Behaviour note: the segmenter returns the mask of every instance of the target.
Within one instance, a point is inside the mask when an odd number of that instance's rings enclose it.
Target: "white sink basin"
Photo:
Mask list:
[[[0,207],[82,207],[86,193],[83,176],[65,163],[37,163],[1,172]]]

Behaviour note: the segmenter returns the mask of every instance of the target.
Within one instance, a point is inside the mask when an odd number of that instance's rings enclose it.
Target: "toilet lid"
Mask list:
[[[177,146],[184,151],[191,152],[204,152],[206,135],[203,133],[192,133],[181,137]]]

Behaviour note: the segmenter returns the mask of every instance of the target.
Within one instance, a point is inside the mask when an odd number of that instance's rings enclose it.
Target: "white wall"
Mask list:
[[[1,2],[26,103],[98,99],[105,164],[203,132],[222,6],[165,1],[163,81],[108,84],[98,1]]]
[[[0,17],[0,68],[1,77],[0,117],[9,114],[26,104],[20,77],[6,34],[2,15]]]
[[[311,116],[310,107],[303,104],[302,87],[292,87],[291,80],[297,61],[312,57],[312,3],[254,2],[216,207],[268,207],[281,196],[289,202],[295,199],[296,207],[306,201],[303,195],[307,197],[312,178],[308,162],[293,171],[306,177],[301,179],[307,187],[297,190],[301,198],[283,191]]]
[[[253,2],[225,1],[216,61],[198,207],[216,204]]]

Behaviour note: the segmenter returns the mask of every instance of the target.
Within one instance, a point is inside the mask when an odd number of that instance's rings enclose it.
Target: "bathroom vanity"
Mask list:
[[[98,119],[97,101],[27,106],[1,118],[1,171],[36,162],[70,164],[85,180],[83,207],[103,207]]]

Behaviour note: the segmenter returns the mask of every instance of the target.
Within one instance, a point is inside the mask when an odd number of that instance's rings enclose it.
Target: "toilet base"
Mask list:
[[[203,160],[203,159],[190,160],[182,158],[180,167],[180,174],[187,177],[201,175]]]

================

## Aim
Would you print all of the items above again, line for line, with no changes?

## Answer to the exercise
Behaviour note: the segmenter returns the mask of every instance of the target.
Within one instance, a point is inside the mask when an odd number of that instance's rings enclose it.
Target: "white sink basin"
Photo:
Mask list:
[[[0,207],[82,207],[86,193],[83,176],[65,163],[37,163],[1,172]]]

Behaviour note: the segmenter returns the mask of every instance of the target.
Within one instance, a point is inside the mask when an odd number of that instance's rings enclose it.
Target: "toilet lid"
Mask list:
[[[177,146],[184,151],[191,152],[204,152],[206,135],[203,133],[192,133],[181,137]]]

Behaviour note: the segmenter returns the mask of every instance of the target.
Within one instance, a point is inside the mask when an odd number of that instance's rings enclose it.
Target: "white wall"
Mask list:
[[[1,2],[26,103],[98,99],[105,164],[203,132],[222,6],[165,1],[163,81],[108,84],[98,1]]]
[[[0,17],[0,68],[1,77],[0,117],[9,114],[26,104],[20,77],[6,34],[2,15]]]
[[[311,116],[310,107],[303,104],[302,87],[292,87],[291,80],[297,61],[312,57],[312,3],[254,2],[216,207],[268,207],[281,196],[289,202],[295,199],[296,207],[306,201],[303,195],[307,197],[312,178],[308,162],[293,171],[306,177],[301,179],[307,187],[297,190],[301,198],[283,191]]]
[[[253,2],[225,1],[216,61],[198,207],[216,204]]]

Behaviour note: the segmenter returns the mask of every instance of the target.
Within one instance, a point is inside the mask when an odd number of that instance's rings enclose it.
Target: "bathroom vanity"
Mask list:
[[[98,119],[97,101],[27,106],[1,118],[1,171],[36,162],[70,164],[85,180],[83,207],[103,207]]]

Behaviour note: the segmenter returns the mask of every instance of the target.
Within one instance, a point is inside the mask when an odd number of that instance's rings enclose it.
Target: "toilet base"
Mask list:
[[[203,160],[203,159],[190,160],[182,158],[180,167],[180,174],[187,177],[201,175]]]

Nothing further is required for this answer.